◆ Required action A ◆
Answer these questions from the NIOSH exposure banding article:
(i) What is the name of the NIOSH Director quoted in it?
(ii) What two things is each chemical's category based on in occupational exposure banding?
(iii) What does the E-tool give users?
◆ Required action B ◆
Rewrite the stretch of the NIOSH exposure banding article from "The new Technical" through "band chemical substances.", replacing "E-tool" with "electronic tool".

◆ Extracted text ◆
****************************************

NIOSH unveils strategy to quickly “band” workplace chemicals

Provides process for chemical management occupational exposure

July 11, 2019

The National Institute for Occupational Safety and Health (NIOSH) has come up with a new chemical management strategy that can quickly and accurately assign chemicals into categories, or “bands,” in order to protect workers from potentially harmful substances in the workplace.

A vast number of chemical substances do not have occupational exposure limits (OELs) for the workplace.

Occupational exposure banding is a voluntary process that assigns each chemical to a category based on its toxicity and any negative health outcomes associated with exposure to that chemical. The strategy is available in new Technical Report – The NIOSH Occupational Exposure Banding Process for Chemical Management – that provides a process with easy procedures and clear rules for assignment and can be used in a broad spectrum of workplace settings. 

The banding process is not meant to replace quantitative occupational exposure limits (OELs); rather, it is a voluntary approach which provides a starting point to inform risk management decisions for controlling chemical substances that do not have OELs.

“NIOSH has devoted significant efforts to develop, assess, and validate the occupational exposure banding strategy with the overall goal of reducing safety and health risks for workers,” said NIOSH Director John Howard, M.D. “In the absence of formalized OELs, the exposure banding approach serves to identify workplace hazards and helps employers implement control strategies that keep workers safe on the job.”

The long-awaited resource can serve as the foundation for making exposure-control decisions. Public health agencies, practicing occupational health and safety professionals, employers, trade associations, labor organizations, and state-level programs can use this process to protect workers from occupational exposures to chemicals.

The new Technical Report fully details the use and application of the NIOSH occupa­tional exposure banding process and provides a summary of efforts taken to evaluate its effective­ness and usability. It includes an E-tool as a supplemen­tary online application that provides users with an automated means to band chemical substances.

****************************************

◆ Material provided ◆
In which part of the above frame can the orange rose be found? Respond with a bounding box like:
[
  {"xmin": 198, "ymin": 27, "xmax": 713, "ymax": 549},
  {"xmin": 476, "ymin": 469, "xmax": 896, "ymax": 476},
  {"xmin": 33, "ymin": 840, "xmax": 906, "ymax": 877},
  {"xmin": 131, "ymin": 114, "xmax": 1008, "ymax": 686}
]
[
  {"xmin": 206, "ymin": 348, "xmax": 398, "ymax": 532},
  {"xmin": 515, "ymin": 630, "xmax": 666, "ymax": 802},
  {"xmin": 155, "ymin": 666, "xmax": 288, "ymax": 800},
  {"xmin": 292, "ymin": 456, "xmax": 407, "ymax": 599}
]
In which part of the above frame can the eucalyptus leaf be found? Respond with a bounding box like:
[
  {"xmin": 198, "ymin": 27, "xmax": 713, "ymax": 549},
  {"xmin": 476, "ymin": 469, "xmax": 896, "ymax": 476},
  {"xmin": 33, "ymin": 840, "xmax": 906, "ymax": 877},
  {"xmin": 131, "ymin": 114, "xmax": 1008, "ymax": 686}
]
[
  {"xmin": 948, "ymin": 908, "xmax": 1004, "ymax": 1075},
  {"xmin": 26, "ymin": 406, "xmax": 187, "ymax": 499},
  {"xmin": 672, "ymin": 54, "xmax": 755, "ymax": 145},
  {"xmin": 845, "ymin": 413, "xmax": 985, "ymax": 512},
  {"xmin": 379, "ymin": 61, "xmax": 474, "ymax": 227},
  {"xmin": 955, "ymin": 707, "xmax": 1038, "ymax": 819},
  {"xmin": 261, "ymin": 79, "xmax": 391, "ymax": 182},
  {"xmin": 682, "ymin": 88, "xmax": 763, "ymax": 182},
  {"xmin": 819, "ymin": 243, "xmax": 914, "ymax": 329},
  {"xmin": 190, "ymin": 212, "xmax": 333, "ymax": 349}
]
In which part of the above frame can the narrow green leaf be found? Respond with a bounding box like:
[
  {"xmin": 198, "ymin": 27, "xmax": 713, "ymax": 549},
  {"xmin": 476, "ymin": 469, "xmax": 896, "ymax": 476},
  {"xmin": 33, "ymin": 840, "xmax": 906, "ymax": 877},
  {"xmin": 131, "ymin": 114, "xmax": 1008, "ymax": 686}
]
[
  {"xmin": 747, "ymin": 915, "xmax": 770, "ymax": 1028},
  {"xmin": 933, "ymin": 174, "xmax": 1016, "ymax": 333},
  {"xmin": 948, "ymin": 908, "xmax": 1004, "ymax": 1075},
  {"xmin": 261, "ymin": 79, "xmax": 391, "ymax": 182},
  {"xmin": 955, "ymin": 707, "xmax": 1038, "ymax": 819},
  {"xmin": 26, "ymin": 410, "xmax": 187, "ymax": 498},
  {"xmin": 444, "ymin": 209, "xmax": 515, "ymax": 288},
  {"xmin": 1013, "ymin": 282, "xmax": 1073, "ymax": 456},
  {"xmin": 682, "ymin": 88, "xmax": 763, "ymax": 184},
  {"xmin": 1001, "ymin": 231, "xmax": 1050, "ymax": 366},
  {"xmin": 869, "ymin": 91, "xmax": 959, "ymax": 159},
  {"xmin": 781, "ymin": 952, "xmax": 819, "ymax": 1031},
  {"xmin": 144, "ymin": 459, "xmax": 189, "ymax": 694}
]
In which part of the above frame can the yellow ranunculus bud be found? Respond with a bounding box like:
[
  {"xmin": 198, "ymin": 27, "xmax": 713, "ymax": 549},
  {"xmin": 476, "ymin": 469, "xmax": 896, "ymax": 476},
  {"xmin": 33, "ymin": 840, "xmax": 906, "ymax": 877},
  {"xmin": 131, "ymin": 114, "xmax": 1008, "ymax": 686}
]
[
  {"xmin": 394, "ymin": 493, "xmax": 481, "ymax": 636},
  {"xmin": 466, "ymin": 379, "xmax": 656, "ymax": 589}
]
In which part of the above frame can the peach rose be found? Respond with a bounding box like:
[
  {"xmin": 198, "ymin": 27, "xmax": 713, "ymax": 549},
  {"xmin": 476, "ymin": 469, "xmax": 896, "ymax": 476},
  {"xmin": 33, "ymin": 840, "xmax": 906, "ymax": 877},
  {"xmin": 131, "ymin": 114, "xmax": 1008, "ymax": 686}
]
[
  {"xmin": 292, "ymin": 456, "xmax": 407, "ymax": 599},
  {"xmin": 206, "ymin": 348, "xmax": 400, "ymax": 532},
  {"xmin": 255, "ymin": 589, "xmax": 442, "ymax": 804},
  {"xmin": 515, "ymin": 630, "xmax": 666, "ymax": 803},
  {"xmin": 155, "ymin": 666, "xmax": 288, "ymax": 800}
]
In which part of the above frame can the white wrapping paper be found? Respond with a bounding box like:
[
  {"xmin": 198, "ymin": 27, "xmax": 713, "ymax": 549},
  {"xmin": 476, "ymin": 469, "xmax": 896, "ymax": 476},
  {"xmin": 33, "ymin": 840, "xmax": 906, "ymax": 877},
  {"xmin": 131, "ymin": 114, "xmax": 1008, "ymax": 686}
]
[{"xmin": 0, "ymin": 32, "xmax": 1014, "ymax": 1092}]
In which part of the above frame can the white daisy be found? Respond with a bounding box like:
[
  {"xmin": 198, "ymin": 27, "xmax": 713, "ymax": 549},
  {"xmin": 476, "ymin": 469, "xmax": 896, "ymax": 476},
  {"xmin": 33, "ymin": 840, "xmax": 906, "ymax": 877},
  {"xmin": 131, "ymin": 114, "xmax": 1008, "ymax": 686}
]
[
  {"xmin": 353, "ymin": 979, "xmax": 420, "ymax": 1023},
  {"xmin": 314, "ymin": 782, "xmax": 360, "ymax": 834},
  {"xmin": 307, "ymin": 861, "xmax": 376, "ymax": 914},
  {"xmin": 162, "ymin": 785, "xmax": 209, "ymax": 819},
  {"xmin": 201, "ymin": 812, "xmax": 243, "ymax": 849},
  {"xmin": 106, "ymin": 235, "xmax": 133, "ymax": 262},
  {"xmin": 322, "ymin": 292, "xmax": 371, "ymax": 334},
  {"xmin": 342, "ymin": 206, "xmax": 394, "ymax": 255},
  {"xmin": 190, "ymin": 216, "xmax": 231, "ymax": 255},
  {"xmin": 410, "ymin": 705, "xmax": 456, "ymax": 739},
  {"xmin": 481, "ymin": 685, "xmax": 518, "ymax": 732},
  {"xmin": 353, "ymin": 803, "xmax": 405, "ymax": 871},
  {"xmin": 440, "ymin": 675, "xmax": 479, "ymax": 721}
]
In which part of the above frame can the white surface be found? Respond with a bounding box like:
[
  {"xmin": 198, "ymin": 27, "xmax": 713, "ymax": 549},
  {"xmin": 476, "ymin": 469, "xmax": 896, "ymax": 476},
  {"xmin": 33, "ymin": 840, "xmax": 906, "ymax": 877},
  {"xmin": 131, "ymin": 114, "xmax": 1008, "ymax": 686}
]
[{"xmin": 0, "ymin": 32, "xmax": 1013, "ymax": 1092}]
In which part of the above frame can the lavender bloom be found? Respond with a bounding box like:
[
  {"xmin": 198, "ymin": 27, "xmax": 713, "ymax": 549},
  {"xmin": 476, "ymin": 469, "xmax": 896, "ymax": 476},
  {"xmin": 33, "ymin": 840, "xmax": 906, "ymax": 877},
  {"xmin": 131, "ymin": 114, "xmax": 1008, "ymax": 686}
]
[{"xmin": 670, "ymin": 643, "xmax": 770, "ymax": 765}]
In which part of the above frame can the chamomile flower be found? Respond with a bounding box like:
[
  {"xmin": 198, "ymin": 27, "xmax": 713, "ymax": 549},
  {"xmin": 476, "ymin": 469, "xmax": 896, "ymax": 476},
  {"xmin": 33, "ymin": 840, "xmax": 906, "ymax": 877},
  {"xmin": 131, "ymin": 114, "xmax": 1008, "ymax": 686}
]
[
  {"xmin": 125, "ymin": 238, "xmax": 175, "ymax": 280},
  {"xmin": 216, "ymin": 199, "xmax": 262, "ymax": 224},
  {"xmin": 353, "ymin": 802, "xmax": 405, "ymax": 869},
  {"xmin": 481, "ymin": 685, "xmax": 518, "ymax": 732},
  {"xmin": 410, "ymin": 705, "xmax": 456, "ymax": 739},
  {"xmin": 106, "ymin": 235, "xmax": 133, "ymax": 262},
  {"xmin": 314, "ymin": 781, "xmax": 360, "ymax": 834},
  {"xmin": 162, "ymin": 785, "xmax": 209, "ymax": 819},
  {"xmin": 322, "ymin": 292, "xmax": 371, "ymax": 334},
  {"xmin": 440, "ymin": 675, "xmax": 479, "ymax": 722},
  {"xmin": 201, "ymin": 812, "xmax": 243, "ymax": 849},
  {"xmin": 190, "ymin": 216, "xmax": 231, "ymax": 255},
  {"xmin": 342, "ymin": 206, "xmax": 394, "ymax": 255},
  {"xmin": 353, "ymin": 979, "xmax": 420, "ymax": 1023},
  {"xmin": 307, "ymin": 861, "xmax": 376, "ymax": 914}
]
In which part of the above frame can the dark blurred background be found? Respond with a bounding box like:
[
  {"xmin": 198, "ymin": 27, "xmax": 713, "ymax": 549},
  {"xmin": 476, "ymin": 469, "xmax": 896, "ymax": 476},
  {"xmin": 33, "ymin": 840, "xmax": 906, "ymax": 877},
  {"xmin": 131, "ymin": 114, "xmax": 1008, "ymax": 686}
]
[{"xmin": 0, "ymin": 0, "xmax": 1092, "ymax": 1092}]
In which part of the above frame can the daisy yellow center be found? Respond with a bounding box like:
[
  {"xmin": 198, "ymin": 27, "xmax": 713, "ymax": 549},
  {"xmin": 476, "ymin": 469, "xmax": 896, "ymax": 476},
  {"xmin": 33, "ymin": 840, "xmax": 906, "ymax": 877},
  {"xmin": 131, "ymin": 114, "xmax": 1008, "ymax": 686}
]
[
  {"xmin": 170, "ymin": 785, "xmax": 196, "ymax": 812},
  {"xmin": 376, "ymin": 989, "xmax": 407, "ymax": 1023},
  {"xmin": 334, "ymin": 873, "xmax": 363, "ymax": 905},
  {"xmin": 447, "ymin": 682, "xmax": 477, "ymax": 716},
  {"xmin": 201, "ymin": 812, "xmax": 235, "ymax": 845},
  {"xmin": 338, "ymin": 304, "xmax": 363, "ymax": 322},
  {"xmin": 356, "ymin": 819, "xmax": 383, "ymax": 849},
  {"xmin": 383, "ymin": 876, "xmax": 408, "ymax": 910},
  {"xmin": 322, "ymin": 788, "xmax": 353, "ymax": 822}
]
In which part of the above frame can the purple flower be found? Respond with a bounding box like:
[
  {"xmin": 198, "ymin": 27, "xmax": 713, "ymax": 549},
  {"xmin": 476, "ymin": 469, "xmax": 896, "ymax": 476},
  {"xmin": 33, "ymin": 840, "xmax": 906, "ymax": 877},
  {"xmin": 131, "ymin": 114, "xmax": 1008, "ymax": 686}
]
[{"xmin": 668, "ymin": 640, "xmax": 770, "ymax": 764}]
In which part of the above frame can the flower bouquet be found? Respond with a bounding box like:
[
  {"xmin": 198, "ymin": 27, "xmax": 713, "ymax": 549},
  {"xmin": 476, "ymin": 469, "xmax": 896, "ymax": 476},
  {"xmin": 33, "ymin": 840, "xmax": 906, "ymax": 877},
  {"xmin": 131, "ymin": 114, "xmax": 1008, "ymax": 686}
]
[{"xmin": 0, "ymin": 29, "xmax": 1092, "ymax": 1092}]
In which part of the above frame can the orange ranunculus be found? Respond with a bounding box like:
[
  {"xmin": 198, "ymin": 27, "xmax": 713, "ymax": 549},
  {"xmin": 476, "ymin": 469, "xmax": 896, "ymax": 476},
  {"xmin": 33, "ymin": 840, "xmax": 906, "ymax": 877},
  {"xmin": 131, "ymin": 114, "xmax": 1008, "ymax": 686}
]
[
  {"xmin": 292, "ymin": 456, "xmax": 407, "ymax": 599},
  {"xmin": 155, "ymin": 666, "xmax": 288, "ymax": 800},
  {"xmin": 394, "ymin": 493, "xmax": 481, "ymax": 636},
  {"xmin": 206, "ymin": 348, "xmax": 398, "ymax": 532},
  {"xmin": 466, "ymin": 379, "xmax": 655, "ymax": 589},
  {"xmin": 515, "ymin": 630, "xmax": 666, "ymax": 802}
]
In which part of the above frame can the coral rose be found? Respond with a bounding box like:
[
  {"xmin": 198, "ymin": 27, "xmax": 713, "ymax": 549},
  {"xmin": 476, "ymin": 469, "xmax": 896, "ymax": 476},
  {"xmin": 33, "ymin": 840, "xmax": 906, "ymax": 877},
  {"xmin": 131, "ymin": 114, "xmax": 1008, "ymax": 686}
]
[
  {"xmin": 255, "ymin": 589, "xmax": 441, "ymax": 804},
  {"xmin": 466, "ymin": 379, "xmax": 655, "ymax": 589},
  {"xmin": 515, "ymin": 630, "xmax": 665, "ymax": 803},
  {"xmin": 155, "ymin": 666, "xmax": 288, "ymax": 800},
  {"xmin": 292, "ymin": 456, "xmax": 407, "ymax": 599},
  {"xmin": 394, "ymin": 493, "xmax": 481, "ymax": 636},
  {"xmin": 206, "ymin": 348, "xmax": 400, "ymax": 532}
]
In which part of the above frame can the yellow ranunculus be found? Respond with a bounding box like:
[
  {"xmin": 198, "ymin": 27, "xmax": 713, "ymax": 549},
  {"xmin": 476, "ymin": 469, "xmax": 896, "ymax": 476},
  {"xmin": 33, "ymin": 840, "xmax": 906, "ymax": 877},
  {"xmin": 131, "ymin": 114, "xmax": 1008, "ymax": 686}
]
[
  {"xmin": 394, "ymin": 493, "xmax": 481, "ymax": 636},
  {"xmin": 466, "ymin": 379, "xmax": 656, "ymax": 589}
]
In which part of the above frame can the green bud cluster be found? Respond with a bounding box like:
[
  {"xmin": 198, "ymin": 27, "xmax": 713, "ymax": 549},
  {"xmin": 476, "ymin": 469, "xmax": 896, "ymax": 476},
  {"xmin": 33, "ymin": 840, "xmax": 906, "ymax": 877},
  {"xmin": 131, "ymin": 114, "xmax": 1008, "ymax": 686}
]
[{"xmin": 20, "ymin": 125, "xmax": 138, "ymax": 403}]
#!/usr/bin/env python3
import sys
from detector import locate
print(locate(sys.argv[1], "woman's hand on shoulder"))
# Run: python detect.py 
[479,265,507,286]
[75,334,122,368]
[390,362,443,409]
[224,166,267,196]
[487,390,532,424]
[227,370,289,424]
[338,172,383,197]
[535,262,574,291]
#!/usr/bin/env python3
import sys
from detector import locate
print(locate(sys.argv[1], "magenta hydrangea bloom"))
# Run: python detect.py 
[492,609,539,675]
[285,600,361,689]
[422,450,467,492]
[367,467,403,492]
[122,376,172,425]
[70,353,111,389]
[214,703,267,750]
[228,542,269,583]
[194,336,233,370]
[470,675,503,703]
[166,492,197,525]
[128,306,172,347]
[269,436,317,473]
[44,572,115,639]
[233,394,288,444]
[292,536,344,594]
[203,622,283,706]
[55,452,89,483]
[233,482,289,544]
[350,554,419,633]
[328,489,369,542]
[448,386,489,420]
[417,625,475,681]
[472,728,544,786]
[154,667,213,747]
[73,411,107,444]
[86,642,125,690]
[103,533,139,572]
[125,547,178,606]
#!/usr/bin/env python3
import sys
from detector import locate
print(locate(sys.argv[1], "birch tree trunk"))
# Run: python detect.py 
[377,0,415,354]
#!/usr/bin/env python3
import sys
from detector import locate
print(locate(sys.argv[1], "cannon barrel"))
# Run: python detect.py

****************************************

◆ Answer area A ◆
(i) John Howard, M.D.
(ii) Its toxicity and any negative health outcomes associated with exposure to that chemical.
(iii) An automated means to band chemical substances.

◆ Answer area B ◆
The new Technical Report fully details the use and application of the NIOSH occupa­tional exposure banding process and provides a summary of efforts taken to evaluate its effective­ness and usability. It includes an electronic tool as a supplemen­tary online application that provides users with an automated means to band chemical substances.